How to complete this task: Every line below should be given again without alteration.

Data to use: Begin

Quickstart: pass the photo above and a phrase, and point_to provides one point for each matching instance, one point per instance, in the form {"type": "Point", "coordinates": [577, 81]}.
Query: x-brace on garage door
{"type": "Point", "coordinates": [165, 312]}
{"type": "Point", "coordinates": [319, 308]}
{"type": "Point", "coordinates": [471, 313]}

Data to use: End

Expected output:
Quickstart: pass the photo above and a phrase, and point_to provides one point for each matching instance, one point per instance, in the form {"type": "Point", "coordinates": [577, 81]}.
Query: x-brace on garage door
{"type": "Point", "coordinates": [165, 312]}
{"type": "Point", "coordinates": [319, 308]}
{"type": "Point", "coordinates": [471, 313]}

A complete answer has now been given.